* _Your task_:
Provide an exact repetition of every entry, with no word altered.

[Records from a collection]
=======
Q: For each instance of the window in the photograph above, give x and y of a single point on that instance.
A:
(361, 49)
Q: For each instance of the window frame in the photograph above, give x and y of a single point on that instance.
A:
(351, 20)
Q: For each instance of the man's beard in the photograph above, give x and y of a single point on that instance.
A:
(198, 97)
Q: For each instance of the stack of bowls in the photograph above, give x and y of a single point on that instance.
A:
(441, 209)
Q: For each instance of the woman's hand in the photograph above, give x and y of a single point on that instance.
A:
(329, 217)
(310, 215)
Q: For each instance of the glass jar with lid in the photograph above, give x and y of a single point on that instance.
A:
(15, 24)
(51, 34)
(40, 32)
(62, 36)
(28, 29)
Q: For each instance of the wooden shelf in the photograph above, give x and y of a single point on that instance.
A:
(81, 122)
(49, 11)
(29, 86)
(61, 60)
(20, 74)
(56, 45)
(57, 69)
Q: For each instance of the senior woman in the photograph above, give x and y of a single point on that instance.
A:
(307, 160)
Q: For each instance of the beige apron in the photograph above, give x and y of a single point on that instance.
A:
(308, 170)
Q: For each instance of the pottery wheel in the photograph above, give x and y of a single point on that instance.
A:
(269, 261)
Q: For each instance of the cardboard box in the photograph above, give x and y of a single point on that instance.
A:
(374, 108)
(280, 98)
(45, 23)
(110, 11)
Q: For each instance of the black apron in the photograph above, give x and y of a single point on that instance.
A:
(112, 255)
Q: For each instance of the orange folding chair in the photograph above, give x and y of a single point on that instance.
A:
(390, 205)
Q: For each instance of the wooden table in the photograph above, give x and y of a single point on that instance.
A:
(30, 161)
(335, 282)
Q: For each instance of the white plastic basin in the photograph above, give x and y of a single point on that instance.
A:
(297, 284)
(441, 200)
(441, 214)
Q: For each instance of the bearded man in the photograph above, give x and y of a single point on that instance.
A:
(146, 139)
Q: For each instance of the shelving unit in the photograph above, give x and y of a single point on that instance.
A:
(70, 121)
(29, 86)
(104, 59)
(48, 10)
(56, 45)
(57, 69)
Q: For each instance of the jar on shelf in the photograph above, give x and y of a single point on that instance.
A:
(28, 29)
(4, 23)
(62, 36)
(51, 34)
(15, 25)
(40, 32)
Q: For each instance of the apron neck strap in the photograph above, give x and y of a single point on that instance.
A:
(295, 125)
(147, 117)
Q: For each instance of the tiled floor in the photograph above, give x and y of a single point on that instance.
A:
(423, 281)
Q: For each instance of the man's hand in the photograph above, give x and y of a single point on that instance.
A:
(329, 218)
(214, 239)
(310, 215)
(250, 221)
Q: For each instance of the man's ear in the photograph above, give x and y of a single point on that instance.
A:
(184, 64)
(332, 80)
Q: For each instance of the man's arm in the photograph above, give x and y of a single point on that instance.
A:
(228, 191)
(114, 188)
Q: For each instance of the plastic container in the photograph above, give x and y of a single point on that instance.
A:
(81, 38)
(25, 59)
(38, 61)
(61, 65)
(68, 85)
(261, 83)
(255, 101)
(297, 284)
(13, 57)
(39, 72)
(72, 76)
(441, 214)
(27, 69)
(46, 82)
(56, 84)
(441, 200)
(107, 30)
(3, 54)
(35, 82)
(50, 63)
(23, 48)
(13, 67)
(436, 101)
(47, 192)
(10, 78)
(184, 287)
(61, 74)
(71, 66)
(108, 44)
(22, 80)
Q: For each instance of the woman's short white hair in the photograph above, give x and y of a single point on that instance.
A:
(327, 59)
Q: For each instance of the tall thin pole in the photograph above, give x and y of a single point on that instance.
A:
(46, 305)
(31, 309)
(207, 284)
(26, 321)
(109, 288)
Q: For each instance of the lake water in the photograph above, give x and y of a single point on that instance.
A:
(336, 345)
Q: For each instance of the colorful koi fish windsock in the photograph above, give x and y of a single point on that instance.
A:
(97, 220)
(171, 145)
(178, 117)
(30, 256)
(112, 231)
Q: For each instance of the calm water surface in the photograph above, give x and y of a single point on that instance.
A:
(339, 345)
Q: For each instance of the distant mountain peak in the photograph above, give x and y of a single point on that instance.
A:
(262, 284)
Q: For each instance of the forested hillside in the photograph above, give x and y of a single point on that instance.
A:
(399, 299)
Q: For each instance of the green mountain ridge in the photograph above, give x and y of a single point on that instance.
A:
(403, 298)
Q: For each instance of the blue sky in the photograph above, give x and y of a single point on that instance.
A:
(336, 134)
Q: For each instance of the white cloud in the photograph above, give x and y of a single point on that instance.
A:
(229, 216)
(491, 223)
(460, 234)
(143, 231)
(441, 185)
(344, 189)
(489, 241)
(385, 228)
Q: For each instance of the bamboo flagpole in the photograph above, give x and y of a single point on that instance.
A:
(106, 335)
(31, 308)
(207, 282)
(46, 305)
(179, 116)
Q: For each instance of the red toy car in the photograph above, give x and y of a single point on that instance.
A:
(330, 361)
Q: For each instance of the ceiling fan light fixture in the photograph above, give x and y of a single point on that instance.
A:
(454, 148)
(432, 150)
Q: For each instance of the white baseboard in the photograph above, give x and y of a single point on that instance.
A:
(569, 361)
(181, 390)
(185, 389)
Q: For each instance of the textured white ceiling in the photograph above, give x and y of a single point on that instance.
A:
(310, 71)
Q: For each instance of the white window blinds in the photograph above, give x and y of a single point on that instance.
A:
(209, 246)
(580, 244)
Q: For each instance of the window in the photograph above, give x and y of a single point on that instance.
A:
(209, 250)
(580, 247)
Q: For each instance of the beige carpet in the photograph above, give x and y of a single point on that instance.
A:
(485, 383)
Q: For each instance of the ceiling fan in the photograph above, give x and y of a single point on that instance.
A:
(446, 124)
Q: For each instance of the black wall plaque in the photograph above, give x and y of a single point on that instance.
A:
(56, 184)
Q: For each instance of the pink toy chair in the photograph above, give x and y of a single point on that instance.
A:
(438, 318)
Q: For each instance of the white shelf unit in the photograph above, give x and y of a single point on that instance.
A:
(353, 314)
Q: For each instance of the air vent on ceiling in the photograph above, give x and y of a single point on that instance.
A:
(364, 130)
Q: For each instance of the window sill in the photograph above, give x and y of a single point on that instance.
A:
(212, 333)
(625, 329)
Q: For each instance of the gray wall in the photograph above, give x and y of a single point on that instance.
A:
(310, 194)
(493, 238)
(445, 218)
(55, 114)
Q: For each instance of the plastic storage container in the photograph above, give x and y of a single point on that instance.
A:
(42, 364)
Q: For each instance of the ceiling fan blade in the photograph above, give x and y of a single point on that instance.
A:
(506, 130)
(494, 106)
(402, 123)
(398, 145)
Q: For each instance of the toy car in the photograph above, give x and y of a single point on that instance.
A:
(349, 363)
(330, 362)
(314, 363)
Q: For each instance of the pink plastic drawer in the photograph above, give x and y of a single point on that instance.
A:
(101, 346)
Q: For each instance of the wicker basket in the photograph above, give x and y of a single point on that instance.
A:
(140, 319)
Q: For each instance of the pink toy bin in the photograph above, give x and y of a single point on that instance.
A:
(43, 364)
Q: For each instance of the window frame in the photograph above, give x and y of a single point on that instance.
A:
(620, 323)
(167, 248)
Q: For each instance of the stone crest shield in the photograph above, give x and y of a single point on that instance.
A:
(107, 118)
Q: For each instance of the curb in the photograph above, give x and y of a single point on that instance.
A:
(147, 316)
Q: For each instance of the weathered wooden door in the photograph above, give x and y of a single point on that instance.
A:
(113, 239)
=======
* _Task output_:
Q: For each instance of the window in the photograph above, give x and y of a single point on that instance.
A:
(361, 49)
Q: For each instance of the window frame in the photograph above, give x and y of a single point on that instance.
A:
(351, 20)
Q: For each instance of the man's beard in the photograph above, give x and y of a single point on that instance.
A:
(198, 97)
Q: For each instance of the stack of bowls in the photograph above, give x and y of a single point on that instance.
A:
(441, 209)
Q: For each instance of the woman's hand in the photograph above, give x and y of a single point on that instance.
A:
(329, 217)
(310, 215)
Q: For each instance of the glass jar with lid in the photograph above, give x and y of a single point on that instance.
A:
(15, 24)
(51, 34)
(40, 32)
(62, 36)
(28, 29)
Q: For each instance of the wooden shelf in the photograph above, give x and y of a single point on that instance.
A:
(81, 122)
(49, 11)
(29, 86)
(61, 60)
(20, 74)
(56, 45)
(57, 69)
Q: For each instance of the senior woman in the photograph above, give x and y of a single point on that instance.
A:
(307, 160)
Q: For each instance of the beige apron in the photograph above, give x and y of a single point on that instance.
A:
(308, 170)
Q: For each instance of the pottery wheel in the photograph above, give x and y of a single point on that instance.
A:
(269, 261)
Q: For each instance of the cardboard box in the photograph above, give x and y of a single point on that instance.
A:
(374, 108)
(280, 98)
(45, 23)
(110, 11)
Q: For each instance of the black apron in the photograph above, give x and y of a single point on that instance.
A:
(112, 255)
Q: For each instance of the orange folding chair in the photograph above, give x and y of a single point on that instance.
A:
(390, 205)
Q: For each instance of the wooden table in the photograph above, give x and y of a single point on that instance.
A:
(30, 161)
(335, 282)
Q: For each instance of the white plastic basin in the photograph above, give x and y of a single point on that instance.
A:
(297, 284)
(441, 200)
(441, 214)
Q: For each instance of the bearded man in the photograph above, give x and y of a single point on that instance.
A:
(146, 139)
Q: For each instance of the shelving unit in the photograph above, give x and y of a single point on that instance.
A:
(70, 121)
(29, 86)
(104, 59)
(48, 10)
(56, 45)
(57, 69)
Q: For each instance of the jar on shelf in the photograph above, give x and y of a single point on that instance.
A:
(28, 29)
(4, 23)
(62, 36)
(51, 34)
(15, 25)
(40, 32)
Q: For each instance of the apron neck strap in the photograph above, give x and y of a single point on that instance.
A:
(295, 125)
(147, 117)
Q: For each instance of the tiled floor in the photograph above, give x and y of a single point on that instance.
A:
(423, 281)
Q: For each instance of the man's hand in the photograph above, give x and y of a single point on that instance.
A:
(329, 218)
(214, 239)
(310, 215)
(250, 221)
Q: For each instance of the man's ear in the photograph above, give x and y of a single point on that instance.
A:
(184, 64)
(332, 80)
Q: For each instance of the man's arm in the photograph above, give x and y of a single point on that instance.
A:
(228, 191)
(114, 188)
Q: For each instance of the plastic container in the photograph above, give x and y of a single point on that instance.
A:
(81, 38)
(25, 59)
(38, 61)
(61, 65)
(68, 85)
(261, 83)
(255, 101)
(297, 284)
(13, 57)
(39, 72)
(72, 76)
(441, 214)
(27, 69)
(46, 82)
(56, 84)
(441, 200)
(107, 30)
(3, 54)
(35, 82)
(50, 63)
(23, 48)
(13, 67)
(436, 101)
(47, 192)
(10, 78)
(184, 287)
(61, 74)
(71, 66)
(108, 44)
(22, 80)
Q: For each instance of the woman's short white hair in the photograph above, give x and y of a single point on that instance.
A:
(327, 59)
Q: For each instance of the tall thin pole in the photograph above, give x and y of a single point on that instance.
A:
(46, 305)
(31, 309)
(207, 284)
(26, 321)
(109, 288)
Q: For each instance of the lake water in the photograph above, give x and y of a single point on that instance.
A:
(336, 345)
Q: For each instance of the colorful koi fish windsock in the photograph above, give x and y of a single point on that instance.
A:
(97, 220)
(171, 145)
(178, 117)
(30, 256)
(112, 231)
Q: For each instance of the calm water surface in the photograph above, give x and y of a single point on that instance.
A:
(339, 345)
Q: For each instance of the distant mountain peak in the photograph above, give x and y of a single point on that instance.
A:
(262, 284)
Q: For each instance of the forested hillside in the photograph above, give x and y of a single point on that instance.
A:
(399, 299)
Q: For each instance of the green mountain ridge in the photograph above, give x and y of a single point on that instance.
A:
(403, 298)
Q: For each instance of the blue sky in the photograph above, give x and y of a single point on that instance.
A:
(336, 134)
Q: For each instance of the white cloud in the photograph above, give x and y of a single point on that instance.
A:
(229, 216)
(491, 223)
(460, 234)
(143, 231)
(441, 185)
(344, 189)
(489, 241)
(385, 228)
Q: For each instance of the bamboo flagpole in the photograph above, give x and y of a single point on that instance.
A:
(106, 335)
(31, 308)
(207, 282)
(46, 305)
(179, 116)
Q: For each instance of the red toy car in the photograph above, give x and y of a single point on that instance.
A:
(330, 361)
Q: For each instance of the ceiling fan light fixture in the photograph above, give x and y of a single point on that instance.
A:
(454, 148)
(432, 150)
Q: For each instance of the white baseboard in the photograph above, give x and y of a single point on that instance.
A:
(569, 361)
(181, 390)
(185, 389)
Q: For each instance of the textured white ceiling in the photograph above, give x and y of a single point on that instance.
A:
(310, 71)
Q: For each instance of the white window blinds in the photograph above, give x and y of a single point on that instance.
A:
(209, 246)
(580, 244)
Q: For each instance of the window in the photograph above, give x and y of a single point on that instance.
A:
(209, 250)
(580, 247)
Q: For each instance of the beige carpet in the photograph above, give x and y of a single point on that instance.
A:
(485, 383)
Q: For each instance of the ceiling fan in the photograph above, give x and y of a single point on that instance.
A:
(446, 124)
Q: For each instance of the black wall plaque in the photograph above, give x and y of a single point on that instance.
A:
(56, 184)
Q: For each instance of the pink toy chair in the photograph above, give x and y of a single point on that instance.
A:
(438, 318)
Q: For each instance of the white shelf unit in the photograph above, give x and y of a single point on that instance.
A:
(353, 314)
Q: For each instance of the air vent on ceiling in the photograph above, give x and y of a single point on that instance.
A:
(364, 130)
Q: For each instance of the window sill in the photograph above, give x and y of a single point on that instance.
A:
(212, 333)
(625, 329)
Q: For each instance of the gray wall in the photograph above, give x and y of a single point on that instance.
A:
(310, 194)
(493, 238)
(445, 218)
(55, 114)
Q: For each instance of the plastic storage container in the photograph above, give x and y of a single point on that instance.
A:
(42, 364)
Q: For each instance of the ceiling fan blade in the photograph above, give x and y of a single point on that instance.
A:
(506, 130)
(494, 106)
(402, 123)
(398, 145)
Q: For each instance of the toy car in the photograph above, give x and y of a single point on that instance.
A:
(349, 363)
(330, 362)
(314, 363)
Q: For each instance of the pink plastic drawer in the photograph above, give x and y of a single point on that instance.
A:
(101, 346)
Q: For each instance of the wicker basket in the photograph above, give x and y of a single point on that instance.
A:
(140, 319)
Q: For each instance of the pink toy bin in the photograph above, give x and y of a single point on that instance.
A:
(43, 364)
Q: For each instance of the window frame in the photograph above, give x and y of a single point on that instance.
A:
(620, 323)
(167, 248)
Q: For each instance of the stone crest shield in the photograph above, give x and y of a single point on that instance.
A:
(107, 118)
Q: For each instance of the curb in the photograph above, give x and y of a single point on that instance.
A:
(147, 316)
Q: For each instance of the weathered wooden door in the photograph above, give x and y of a single point on that instance.
A:
(113, 239)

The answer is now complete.